Start of MATERIALS PROVIDED
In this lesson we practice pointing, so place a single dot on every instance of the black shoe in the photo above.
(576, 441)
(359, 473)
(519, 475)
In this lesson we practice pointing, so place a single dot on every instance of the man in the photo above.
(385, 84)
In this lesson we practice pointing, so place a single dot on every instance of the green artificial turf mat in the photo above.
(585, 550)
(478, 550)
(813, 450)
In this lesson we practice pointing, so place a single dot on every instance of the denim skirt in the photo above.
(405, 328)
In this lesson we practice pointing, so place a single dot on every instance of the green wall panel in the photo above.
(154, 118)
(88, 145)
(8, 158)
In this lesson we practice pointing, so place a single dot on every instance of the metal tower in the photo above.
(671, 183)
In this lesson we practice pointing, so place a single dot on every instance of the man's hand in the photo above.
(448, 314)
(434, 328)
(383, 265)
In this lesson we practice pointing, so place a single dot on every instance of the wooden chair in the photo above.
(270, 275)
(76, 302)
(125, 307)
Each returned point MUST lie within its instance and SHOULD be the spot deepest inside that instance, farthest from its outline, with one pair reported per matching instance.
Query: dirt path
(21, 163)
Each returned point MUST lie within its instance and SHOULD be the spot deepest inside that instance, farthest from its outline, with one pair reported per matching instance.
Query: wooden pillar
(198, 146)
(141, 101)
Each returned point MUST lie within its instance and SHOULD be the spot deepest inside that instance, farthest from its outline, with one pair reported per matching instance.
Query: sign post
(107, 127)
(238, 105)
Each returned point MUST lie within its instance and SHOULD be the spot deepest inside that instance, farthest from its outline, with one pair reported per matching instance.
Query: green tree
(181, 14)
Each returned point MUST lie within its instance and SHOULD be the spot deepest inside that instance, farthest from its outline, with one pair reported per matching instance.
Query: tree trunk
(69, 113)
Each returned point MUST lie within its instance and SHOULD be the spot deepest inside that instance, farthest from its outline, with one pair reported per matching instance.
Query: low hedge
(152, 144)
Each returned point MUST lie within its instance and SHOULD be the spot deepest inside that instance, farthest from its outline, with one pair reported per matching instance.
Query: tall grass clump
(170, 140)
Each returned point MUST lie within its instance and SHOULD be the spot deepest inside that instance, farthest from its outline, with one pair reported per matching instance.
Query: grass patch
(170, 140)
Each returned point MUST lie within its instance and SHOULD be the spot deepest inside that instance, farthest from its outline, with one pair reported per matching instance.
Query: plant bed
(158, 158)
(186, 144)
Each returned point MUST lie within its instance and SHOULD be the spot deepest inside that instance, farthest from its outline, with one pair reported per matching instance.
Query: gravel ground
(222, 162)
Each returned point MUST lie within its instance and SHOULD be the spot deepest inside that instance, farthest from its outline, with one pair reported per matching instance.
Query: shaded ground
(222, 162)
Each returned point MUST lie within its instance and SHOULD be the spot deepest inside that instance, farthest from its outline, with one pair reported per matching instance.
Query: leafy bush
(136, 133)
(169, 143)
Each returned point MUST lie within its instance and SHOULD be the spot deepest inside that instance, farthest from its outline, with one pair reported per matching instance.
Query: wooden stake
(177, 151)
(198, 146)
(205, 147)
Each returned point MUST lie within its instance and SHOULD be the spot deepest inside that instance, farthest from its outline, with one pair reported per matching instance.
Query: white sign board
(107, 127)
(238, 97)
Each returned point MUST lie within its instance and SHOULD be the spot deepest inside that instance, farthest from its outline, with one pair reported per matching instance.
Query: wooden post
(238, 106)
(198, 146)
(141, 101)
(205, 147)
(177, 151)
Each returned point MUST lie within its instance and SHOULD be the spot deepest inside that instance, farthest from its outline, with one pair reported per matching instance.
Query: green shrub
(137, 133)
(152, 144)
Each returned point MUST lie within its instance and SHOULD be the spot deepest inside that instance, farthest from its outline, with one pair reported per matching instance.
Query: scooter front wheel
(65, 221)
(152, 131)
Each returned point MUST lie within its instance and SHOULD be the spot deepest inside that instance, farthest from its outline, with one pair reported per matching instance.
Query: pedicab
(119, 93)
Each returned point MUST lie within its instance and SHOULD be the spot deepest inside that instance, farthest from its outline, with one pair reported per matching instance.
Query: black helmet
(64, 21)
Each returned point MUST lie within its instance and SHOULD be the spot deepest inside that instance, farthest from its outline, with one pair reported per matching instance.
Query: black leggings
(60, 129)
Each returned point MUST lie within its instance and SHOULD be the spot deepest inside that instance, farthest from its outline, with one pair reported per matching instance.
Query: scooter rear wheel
End of MATERIALS PROVIDED
REQUEST
Restate the data above word for word, please.

RESULT FOR THIS EXERCISE
In this lesson we practice pointing, so place a single dot on every instance of the black shoe in the photo above.
(576, 441)
(359, 473)
(519, 475)
In this lesson we practice pointing, so place a single dot on every instance of the man in the photo above.
(385, 84)
In this lesson we practice pointing, so place a single dot on every instance of the green artificial turf mat in the photo above.
(585, 550)
(478, 550)
(813, 450)
In this lesson we practice pointing, so place a single dot on every instance of the denim skirt in the photo above.
(405, 328)
In this lesson we practice pointing, so place a single dot on every instance of the green wall panel in the photo above.
(154, 118)
(88, 145)
(8, 158)
In this lesson we practice pointing, so place a single dot on every instance of the metal tower in the photo above.
(671, 183)
In this lesson we practice pointing, so place a single dot on every instance of the man's hand in the photo above.
(448, 314)
(434, 328)
(383, 265)
In this lesson we practice pointing, so place a single dot on every instance of the wooden chair in the photo above.
(270, 275)
(76, 302)
(125, 307)
Each returned point MUST lie within its instance and SHOULD be the spot deepest inside that instance, farthest from its outline, with one pair reported per matching instance.
Query: dirt path
(21, 163)
Each returned point MUST lie within its instance and SHOULD be the spot deepest inside that instance, farthest from its outline, with one pair reported per matching instance.
Query: wooden pillar
(198, 146)
(141, 101)
Each returned point MUST lie within its instance and SHOULD be the spot deepest inside that instance, farthest from its outline, with one pair reported per matching instance.
Query: sign post
(107, 127)
(238, 105)
Each returned point MUST lie within its instance and SHOULD be the spot deepest inside that instance, farthest from its outline, with one pair reported per matching instance.
Query: green tree
(181, 14)
Each returned point MUST lie within its instance and SHOULD be the spot deepest inside that instance, farthest from its outline, with one pair reported per matching instance.
Query: tree trunk
(69, 113)
Each returned point MUST lie within its instance and SHOULD be the spot deepest inside that instance, farthest from its outline, with one pair reported per matching instance.
Query: low hedge
(152, 144)
Each returned point MUST lie within its instance and SHOULD be the spot deepest inside that instance, farthest from its outline, with one pair reported per matching instance.
Query: tall grass clump
(170, 140)
Each returned point MUST lie within its instance and SHOULD be the spot deepest inside that instance, farthest from its outline, with one pair reported per matching instance.
Query: grass patch
(170, 140)
Each returned point MUST lie within its instance and SHOULD be the spot deepest inside that instance, farthest from its outline, with one pair reported per matching instance.
Query: plant bed
(158, 158)
(186, 144)
Each returned point MUST lie within its instance and SHOULD be the spot deepest inside that instance, farthest from its outline, with one pair reported per matching instance.
Query: gravel ground
(222, 162)
Each returned point MUST lie within its instance and SHOULD be the spot deepest inside that instance, farthest from its outline, with one pair reported per matching instance.
Query: shaded ground
(222, 162)
Each returned point MUST lie within its instance and SHOULD be the spot deepest inside that instance, farthest from its outline, with one pair reported per matching instance.
Query: leafy bush
(136, 133)
(169, 143)
Each returned point MUST lie within its instance and SHOULD be the spot deepest inside that instance, farthest from its outline, with one pair reported per matching instance.
Query: wooden stake
(177, 151)
(198, 146)
(205, 147)
Each returned point MUST lie within its instance and SHOULD be the spot deepest inside that instance, farthest from its outline, with one pair reported per matching instance.
Query: white sign board
(107, 127)
(238, 97)
Each returned point MUST lie within its instance and SHOULD be the spot deepest inside that instance, farthest from its outline, with one pair reported per matching instance.
Query: wooden post
(238, 106)
(198, 146)
(141, 101)
(205, 147)
(177, 151)
Each returned point MUST lie within its instance and SHOULD be the spot deepest inside that instance, farthest from its outline, with one pair reported per matching instance.
Query: green shrub
(137, 133)
(152, 144)
Each returned point MUST lie within its instance and SHOULD be the spot deepest inside that instance, farthest from its outline, with one pair reported per matching instance.
Query: scooter front wheel
(65, 221)
(152, 131)
Each returned point MUST lie within its instance and SHOULD be the spot deepest inside that instance, farthest from its outline, with one pair reported per matching instance.
Query: pedicab
(119, 93)
Each returned point MUST lie within its instance and SHOULD be the spot deepest inside that instance, farthest from its outline, with one pair reported per matching instance.
Query: black helmet
(64, 21)
Each returned point MUST lie within its instance and SHOULD be the spot deepest inside that instance, farthest from its outline, with one pair reported per matching instance.
Query: black leggings
(60, 129)
Each returned point MUST lie within its instance and SHOULD be the spot deepest inside that instance, farthest from its outline, with one pair reported per matching instance.
Query: scooter rear wheel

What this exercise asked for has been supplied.